_Listed records_
= = = = =

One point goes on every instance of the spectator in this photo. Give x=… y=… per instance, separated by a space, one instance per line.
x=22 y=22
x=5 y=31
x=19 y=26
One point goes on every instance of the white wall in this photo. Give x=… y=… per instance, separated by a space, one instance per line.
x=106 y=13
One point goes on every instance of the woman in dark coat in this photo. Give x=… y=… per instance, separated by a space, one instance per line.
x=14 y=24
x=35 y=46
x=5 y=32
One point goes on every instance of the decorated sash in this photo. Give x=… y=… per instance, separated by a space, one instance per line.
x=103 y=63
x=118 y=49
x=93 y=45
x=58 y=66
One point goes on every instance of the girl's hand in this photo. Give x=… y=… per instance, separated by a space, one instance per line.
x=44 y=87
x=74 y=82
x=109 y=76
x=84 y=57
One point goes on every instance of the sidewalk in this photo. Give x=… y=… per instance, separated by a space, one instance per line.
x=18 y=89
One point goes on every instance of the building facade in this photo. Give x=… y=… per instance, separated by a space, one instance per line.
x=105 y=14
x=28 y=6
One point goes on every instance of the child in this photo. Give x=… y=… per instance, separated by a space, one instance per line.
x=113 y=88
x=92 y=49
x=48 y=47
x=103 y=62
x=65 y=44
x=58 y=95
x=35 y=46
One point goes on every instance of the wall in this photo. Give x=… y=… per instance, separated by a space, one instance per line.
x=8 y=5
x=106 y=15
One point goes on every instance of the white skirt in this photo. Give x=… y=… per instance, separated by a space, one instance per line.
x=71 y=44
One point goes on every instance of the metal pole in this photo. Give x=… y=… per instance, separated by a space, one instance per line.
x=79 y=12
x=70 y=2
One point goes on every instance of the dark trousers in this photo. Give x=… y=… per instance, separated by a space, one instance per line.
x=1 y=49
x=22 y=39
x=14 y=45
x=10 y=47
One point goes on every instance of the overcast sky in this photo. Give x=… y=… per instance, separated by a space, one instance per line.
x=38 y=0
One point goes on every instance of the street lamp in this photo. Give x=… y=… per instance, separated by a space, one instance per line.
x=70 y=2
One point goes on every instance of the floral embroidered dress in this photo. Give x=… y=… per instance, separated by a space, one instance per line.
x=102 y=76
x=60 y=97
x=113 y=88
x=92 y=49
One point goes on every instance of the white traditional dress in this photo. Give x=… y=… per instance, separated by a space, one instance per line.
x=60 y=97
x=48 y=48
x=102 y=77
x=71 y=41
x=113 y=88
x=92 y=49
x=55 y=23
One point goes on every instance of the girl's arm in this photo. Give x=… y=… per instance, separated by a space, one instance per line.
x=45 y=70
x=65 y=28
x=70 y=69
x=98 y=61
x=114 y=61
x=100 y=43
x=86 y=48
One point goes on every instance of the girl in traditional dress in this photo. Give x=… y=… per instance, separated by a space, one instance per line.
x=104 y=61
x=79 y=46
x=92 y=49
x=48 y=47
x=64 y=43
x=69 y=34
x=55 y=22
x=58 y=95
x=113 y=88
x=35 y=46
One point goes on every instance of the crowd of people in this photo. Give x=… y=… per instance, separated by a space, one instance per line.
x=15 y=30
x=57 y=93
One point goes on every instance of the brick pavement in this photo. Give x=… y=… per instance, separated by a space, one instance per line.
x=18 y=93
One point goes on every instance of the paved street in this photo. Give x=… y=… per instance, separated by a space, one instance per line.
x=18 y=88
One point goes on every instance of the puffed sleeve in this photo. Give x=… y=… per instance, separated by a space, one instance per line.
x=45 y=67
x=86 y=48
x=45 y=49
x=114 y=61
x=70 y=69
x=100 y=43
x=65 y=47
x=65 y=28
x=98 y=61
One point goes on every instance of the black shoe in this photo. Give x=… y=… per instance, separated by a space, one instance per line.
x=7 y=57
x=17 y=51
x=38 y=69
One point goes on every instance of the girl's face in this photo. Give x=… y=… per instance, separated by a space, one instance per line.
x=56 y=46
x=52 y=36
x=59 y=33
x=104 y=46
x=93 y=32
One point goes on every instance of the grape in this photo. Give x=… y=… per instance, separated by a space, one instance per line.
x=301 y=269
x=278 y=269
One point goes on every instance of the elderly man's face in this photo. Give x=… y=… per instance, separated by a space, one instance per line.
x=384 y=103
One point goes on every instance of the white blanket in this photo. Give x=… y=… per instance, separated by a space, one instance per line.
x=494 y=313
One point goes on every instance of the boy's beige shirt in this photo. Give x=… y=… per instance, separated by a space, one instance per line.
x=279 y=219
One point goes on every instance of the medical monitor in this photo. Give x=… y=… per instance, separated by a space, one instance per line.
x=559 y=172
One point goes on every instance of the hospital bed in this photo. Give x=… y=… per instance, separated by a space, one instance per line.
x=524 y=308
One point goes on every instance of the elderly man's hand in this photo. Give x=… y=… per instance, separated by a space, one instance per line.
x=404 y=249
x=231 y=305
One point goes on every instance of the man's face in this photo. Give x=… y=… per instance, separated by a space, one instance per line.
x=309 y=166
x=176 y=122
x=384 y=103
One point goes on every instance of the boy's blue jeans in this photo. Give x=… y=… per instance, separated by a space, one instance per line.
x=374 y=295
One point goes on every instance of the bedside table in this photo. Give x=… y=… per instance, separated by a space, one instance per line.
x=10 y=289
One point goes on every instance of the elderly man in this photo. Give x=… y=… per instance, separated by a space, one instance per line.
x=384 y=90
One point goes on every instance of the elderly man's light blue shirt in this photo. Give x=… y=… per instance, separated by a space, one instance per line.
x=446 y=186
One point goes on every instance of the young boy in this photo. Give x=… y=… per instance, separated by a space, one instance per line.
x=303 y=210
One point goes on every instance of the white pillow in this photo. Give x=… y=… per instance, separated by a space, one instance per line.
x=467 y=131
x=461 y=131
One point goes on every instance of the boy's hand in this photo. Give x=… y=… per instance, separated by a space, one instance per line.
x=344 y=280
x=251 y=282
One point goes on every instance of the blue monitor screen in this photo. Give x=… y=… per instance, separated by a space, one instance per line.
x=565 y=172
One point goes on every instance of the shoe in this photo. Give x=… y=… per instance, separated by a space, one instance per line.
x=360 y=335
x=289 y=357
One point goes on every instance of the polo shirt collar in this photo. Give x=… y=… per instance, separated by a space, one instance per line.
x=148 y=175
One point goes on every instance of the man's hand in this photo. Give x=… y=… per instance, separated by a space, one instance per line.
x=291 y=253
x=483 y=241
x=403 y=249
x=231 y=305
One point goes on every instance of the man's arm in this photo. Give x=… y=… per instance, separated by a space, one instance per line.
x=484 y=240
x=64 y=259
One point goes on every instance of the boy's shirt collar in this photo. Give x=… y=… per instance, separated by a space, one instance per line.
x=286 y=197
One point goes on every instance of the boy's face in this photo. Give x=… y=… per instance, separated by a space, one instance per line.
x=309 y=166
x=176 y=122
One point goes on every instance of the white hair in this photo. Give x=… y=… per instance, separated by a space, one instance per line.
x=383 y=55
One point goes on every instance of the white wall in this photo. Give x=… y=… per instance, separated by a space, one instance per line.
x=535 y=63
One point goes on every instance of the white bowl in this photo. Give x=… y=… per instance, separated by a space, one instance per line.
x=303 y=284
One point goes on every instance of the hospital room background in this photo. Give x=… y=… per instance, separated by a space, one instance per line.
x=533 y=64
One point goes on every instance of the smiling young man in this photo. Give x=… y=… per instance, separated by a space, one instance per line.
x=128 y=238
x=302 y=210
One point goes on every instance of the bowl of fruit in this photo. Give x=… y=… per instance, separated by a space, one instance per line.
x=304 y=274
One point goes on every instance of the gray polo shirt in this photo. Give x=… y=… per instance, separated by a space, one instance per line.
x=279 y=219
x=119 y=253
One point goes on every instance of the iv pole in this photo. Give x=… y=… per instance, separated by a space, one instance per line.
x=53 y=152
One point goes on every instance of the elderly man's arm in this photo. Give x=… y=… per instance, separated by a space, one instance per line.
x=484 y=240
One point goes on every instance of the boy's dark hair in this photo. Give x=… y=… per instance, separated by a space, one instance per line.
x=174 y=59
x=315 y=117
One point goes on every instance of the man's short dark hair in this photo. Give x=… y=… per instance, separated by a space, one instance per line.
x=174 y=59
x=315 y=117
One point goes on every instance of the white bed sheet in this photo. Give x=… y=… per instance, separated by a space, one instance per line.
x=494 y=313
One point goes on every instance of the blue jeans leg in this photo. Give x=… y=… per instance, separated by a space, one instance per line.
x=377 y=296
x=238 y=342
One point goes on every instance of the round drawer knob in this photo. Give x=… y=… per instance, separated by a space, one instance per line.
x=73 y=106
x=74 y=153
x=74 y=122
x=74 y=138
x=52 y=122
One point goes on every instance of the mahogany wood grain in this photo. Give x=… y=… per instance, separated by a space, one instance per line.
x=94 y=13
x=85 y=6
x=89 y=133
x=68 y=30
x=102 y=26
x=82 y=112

= = = = =

_Work instruction_
Once the line containing "One point goes on every instance of the iv" is found, print it and every line after it through the end of the listing, exactly and alone.

_Written answer_
One point goes on every instance of the iv pole in this photo. Give x=… y=… per instance, separated by a space, one instance per line.
x=53 y=152
One point goes on every instance of the elderly man's arm in this photo. Give x=… y=… per instance, separated by a space, one instance per line.
x=484 y=240
One point goes on every instance of the boy's dark hair in this photo. Give x=… y=… per instance, separated by a space, one instance per line.
x=174 y=59
x=315 y=117
One point goes on every instance of the man's short dark hair in this photo. Give x=… y=… per instance, separated by a space, one instance per line.
x=174 y=59
x=315 y=117
One point goes on every instance of the white bed sheet in this photo. Give x=… y=… per instance, separated by a space, one instance per line.
x=494 y=313
One point goes on every instance of the blue jeans leg in this photo. Give x=… y=… per instance, separated by a space, one instance per line.
x=377 y=296
x=238 y=342
One point goes on every instance of the round drawer knob in this photo. Give x=… y=… per instance, separated by a space, one instance per line.
x=73 y=106
x=74 y=153
x=74 y=122
x=74 y=138
x=52 y=122
One point goes on every instance of the mahogany wood grain in this photo. Give x=… y=… per instance, separated by a space, one instance per line.
x=94 y=13
x=85 y=6
x=89 y=133
x=68 y=30
x=102 y=26
x=82 y=112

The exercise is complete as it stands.